Extracted text:
○ ○ ○ ○

# Essential purchased for newbies & advanced medieval lore covering ars vetus\ars nova!



## deprofundis (Apr 25, 2014)

*Essential purchased for newbies & advanced medieval lore covering ars vetus\ars nova!*

*Les Tresors du moyen-âge *may has well be one of your best entrie into forgotten lore of Ars Vetus to Ars Nova in the depth , whatever your a newbie to the genra or and advanced in the era, a passionated one.

It featured the best ensemble of the time it were made ,even now this Box-set compilation remained a gem to be ssek out and purchased. I was drooling like a pavlov dog when i heard it entirely, i wont spoil the suprise ahead of you if your buying it, but it's worth the money even if kinda pricy(4 cds) but you have my word it's one of the utter best medieval experience to live and listen.

○ ○ ○ ○

Challenge 1: According to the forum post about the medieval music box set, how many CDs does the set contain?
Challenge 2: Proceed with the forum post about the medieval music box set, picking up after its final sentence.

Data block:
○ ○ ○ ○

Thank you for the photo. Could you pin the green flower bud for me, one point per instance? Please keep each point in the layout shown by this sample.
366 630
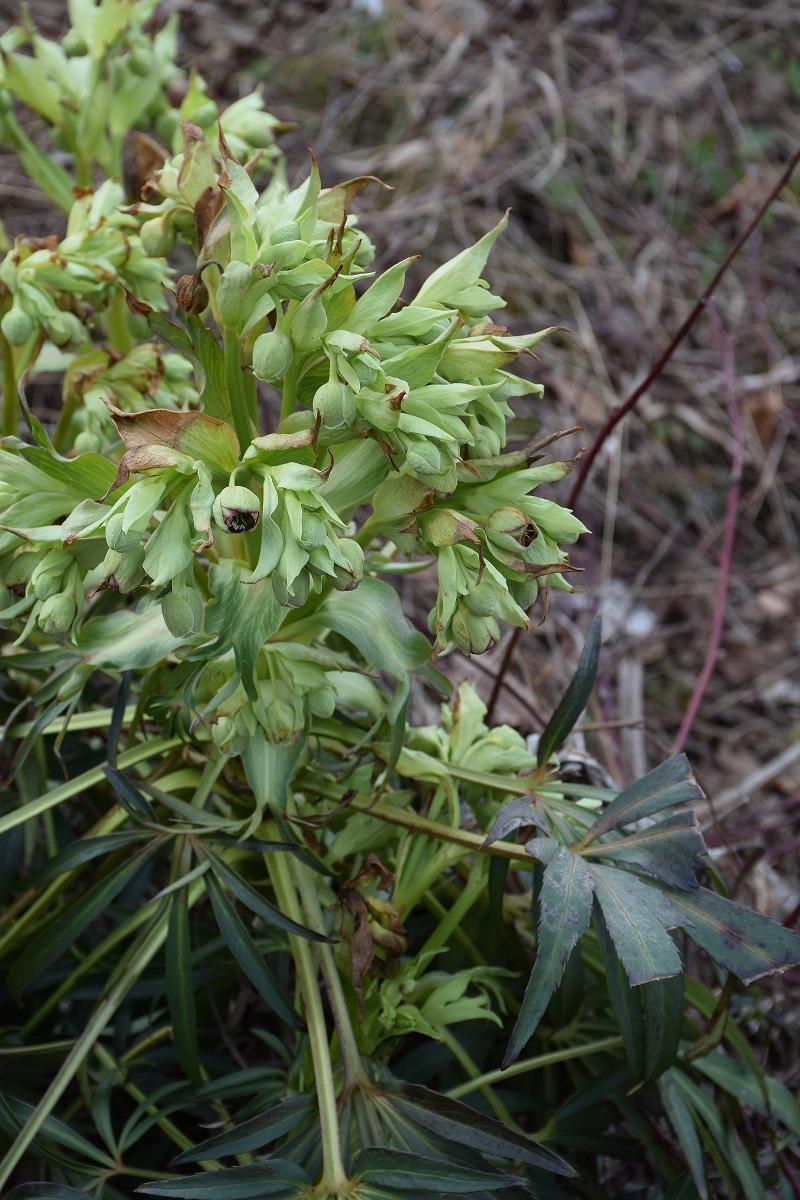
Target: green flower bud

○ ○ ○ ○

Task response 1: Four CDs.

Task response 2:
The naxos* Saints & Sinners* is good 10 cds but , it has minor flaws, some reviewer criiticized there were not enought instrumental music and i admit there more vocal music but it dosen bother me, this is true, but it's time span is incredible from Peter Abelar to Monteverdi.

Than there is this Box set i did not fully explored or listen enought to have fair verdict, but it's fabuleous so far , *Knights, Maids, miracles *box-set of (3 cds) by ensemble La Reverdie.

I hope this post was insighting to Talk classical readers.

:tiphat:


----------



## Richard8655 (Feb 19, 2016)

Very informative! I think this period is often under-appreciated. You got me interested.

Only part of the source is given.